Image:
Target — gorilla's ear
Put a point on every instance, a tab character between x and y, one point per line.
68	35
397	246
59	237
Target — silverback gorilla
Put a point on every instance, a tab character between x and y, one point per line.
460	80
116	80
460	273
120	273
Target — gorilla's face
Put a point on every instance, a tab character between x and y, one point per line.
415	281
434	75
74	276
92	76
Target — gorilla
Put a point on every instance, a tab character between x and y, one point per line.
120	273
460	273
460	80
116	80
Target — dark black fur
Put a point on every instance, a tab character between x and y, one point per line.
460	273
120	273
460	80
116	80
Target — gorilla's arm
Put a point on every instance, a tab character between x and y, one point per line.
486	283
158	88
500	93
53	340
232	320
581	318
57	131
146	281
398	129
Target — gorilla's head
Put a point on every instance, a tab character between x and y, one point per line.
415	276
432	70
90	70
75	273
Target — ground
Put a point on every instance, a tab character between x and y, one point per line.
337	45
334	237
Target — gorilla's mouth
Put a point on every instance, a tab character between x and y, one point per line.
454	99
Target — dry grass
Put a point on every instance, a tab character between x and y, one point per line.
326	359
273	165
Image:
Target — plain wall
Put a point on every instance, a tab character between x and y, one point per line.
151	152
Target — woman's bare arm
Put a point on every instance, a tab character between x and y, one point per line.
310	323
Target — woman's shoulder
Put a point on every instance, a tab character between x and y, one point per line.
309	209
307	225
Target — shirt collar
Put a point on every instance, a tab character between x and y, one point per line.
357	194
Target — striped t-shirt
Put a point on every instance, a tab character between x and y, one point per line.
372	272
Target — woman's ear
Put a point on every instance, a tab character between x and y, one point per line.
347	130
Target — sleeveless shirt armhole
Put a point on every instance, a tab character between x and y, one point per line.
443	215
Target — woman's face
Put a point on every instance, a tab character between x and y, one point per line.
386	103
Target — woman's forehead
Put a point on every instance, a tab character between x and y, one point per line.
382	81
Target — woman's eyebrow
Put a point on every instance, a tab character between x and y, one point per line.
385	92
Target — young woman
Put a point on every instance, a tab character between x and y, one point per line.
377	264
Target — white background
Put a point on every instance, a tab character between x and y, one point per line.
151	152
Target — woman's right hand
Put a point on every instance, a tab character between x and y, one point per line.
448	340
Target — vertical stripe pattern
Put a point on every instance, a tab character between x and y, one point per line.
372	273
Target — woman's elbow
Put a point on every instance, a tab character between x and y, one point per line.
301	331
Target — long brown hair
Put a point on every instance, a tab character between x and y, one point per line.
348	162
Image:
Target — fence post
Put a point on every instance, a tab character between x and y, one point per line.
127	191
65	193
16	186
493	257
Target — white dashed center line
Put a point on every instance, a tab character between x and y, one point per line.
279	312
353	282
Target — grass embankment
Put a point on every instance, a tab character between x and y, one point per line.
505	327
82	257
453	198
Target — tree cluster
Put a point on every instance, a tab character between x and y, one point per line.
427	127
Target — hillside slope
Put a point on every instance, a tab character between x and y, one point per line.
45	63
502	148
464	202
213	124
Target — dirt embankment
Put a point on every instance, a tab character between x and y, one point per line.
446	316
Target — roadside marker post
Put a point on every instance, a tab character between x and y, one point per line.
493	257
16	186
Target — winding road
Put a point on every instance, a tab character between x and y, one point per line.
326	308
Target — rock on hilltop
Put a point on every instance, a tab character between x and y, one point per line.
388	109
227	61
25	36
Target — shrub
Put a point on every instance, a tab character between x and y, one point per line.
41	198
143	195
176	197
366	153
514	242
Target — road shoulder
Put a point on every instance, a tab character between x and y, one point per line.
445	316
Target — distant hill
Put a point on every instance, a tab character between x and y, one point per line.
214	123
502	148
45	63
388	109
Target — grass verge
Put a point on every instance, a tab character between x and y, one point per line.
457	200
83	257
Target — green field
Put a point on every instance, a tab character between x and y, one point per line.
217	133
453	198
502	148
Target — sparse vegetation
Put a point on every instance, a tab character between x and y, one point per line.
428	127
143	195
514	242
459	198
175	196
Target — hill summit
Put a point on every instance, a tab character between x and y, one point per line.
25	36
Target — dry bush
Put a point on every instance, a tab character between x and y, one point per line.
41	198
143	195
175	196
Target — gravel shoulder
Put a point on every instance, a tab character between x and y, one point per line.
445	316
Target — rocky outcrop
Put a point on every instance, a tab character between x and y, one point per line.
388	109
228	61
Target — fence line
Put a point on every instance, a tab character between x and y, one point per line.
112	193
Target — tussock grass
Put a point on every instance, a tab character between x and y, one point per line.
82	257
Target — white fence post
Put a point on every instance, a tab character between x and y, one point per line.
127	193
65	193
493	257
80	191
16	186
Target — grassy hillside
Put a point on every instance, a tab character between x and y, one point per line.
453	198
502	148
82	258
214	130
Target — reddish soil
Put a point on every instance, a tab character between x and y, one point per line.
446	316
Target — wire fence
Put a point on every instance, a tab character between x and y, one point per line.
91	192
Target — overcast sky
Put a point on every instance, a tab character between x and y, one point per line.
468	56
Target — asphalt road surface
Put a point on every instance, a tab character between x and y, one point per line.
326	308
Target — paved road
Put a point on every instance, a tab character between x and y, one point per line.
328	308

################

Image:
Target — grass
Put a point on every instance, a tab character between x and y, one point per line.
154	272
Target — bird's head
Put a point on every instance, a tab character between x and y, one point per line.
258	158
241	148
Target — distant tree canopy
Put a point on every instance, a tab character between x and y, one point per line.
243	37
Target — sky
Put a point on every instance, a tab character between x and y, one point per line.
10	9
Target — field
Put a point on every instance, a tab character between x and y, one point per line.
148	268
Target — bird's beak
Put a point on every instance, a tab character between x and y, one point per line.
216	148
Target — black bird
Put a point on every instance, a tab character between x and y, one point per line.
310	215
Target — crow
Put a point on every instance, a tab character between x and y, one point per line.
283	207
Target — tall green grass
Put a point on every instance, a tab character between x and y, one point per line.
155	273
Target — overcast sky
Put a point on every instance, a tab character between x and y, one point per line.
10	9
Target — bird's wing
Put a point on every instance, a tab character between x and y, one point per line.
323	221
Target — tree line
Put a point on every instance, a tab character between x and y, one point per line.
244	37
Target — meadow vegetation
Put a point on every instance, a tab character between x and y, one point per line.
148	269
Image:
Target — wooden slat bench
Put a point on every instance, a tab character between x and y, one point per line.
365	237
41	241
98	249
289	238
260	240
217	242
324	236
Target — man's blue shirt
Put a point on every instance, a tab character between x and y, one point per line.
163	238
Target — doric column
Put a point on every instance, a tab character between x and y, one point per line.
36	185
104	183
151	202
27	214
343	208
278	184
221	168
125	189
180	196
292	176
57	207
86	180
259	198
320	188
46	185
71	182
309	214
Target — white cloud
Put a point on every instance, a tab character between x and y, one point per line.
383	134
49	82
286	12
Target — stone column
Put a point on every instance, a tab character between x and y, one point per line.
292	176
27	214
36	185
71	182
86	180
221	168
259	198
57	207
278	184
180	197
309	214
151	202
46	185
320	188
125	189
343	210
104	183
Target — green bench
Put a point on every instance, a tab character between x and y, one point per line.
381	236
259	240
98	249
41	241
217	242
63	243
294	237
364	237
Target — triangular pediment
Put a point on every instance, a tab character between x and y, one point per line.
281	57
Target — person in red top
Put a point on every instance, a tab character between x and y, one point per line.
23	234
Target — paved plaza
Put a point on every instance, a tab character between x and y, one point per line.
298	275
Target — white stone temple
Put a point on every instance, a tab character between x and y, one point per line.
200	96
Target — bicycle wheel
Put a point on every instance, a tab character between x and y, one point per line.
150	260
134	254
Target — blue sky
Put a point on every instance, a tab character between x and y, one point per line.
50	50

################

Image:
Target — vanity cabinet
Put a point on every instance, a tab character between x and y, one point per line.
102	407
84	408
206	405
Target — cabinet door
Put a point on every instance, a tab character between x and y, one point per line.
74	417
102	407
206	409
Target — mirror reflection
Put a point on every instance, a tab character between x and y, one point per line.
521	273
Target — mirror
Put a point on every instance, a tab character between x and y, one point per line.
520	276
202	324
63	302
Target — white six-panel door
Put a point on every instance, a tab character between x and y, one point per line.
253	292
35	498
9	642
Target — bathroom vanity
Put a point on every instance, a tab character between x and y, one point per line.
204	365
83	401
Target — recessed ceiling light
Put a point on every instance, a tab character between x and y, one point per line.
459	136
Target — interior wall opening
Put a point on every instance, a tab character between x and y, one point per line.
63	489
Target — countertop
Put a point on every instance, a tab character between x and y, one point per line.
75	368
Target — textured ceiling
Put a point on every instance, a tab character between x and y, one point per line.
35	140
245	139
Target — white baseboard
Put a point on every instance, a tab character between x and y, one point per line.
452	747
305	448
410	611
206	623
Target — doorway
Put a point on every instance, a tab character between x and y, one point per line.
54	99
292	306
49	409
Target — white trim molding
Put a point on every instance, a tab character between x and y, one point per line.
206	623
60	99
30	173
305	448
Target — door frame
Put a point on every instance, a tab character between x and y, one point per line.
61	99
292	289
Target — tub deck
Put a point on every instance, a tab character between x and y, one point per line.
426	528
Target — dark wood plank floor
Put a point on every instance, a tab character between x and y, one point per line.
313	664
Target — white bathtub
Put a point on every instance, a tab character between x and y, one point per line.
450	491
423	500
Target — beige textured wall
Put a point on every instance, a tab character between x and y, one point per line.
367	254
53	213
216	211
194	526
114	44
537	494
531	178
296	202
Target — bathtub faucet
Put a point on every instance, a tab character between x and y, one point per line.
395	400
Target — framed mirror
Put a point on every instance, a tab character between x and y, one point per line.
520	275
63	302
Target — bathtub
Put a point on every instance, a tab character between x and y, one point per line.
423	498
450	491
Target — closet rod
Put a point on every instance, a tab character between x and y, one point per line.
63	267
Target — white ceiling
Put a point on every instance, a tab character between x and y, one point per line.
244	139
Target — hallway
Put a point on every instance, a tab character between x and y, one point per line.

################

THE EXERCISE: In the data above, how many lines contain the string "white"? Case counts, and the reply should be only the number.

FINAL ANSWER: 10